:: DATA TO PROCESS ::
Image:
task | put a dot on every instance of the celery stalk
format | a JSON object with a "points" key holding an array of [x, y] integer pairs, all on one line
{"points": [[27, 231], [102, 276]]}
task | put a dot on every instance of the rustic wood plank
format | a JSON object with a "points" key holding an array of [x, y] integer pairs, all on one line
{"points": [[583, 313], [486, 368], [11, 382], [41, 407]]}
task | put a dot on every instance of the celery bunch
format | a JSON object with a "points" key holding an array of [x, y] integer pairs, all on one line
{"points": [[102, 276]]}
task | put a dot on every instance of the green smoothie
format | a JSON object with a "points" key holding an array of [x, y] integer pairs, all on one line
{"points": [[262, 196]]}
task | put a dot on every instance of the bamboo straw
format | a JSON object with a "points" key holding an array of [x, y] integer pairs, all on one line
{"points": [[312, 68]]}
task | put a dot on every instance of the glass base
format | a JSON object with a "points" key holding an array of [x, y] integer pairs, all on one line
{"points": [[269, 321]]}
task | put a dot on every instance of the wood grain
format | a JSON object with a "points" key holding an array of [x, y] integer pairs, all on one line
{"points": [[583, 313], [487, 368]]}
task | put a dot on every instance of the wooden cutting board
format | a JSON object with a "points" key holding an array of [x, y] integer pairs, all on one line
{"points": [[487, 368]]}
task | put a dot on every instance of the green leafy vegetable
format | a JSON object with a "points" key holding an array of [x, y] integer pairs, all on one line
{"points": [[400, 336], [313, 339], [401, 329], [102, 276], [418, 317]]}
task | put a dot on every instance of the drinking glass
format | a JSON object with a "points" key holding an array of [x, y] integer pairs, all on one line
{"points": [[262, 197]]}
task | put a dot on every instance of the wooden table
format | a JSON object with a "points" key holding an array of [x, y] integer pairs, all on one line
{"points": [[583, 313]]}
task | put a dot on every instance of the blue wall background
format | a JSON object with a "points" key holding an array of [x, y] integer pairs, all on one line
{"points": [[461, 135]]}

:: YOUR OBJECTIVE ::
Update the records above by replacing "put a dot on" with "place a point on" wherever it occurs, and write them out again with nothing else changed.

:: ANSWER FOR THIS EXERCISE ::
Image:
task | place a point on every instance of the celery stalk
format | a JSON object with a "points" key holding an array of [x, y] integer pairs, all on one line
{"points": [[27, 231], [102, 276]]}
task | place a point on every instance of the rustic wood plank
format | a JSON object with a "points" key holding an array of [x, y] integer pairs, all on one line
{"points": [[583, 313], [486, 368], [11, 382], [41, 407]]}
task | place a point on every instance of the celery bunch
format | a JSON object with a "points" key holding an array of [x, y] integer pairs, all on one line
{"points": [[102, 276]]}
task | place a point on every instance of the green smoothie
format | a JSON object with a "points" key holding an array of [x, y] integer pairs, all on one line
{"points": [[262, 196]]}
task | place a point on every instance of the bamboo straw
format | a JSON object with a "points" key holding an array of [x, y] integer pairs, all on one line
{"points": [[312, 68]]}
task | place a point on every instance of the glass base
format | a JSON object with a "points" key holding an array of [x, y] integer pairs, all on one line
{"points": [[269, 321]]}
task | place a point on every instance of the wood grain
format | a JSON object with a "points" key holding an array of [x, y] integer pairs, all on one line
{"points": [[583, 313], [487, 368]]}
task | place a point on every instance of the wooden cutting board
format | a JSON object with a "points" key holding an array of [x, y] integer pairs, all on one line
{"points": [[487, 368]]}
task | place a point on every instance of the green leafy vegetable
format | a JSON object with a "points" key holding an array of [x, y] integer pairs, all on one line
{"points": [[400, 336], [313, 339], [401, 329], [102, 276], [418, 317]]}
task | place a point on every instance of the drinking glass
format | a JSON object with a "points" key holding an array of [x, y] integer pairs, all on one line
{"points": [[262, 197]]}
task | place a point on every instance of the wooden table
format | a JSON object with a "points" key holding an array of [x, y] integer pairs, all on one line
{"points": [[583, 313]]}
task | place a point on every instance of the blue wall background
format | a JSON object with a "points" key holding an array of [x, y] integer pairs, all on one line
{"points": [[461, 135]]}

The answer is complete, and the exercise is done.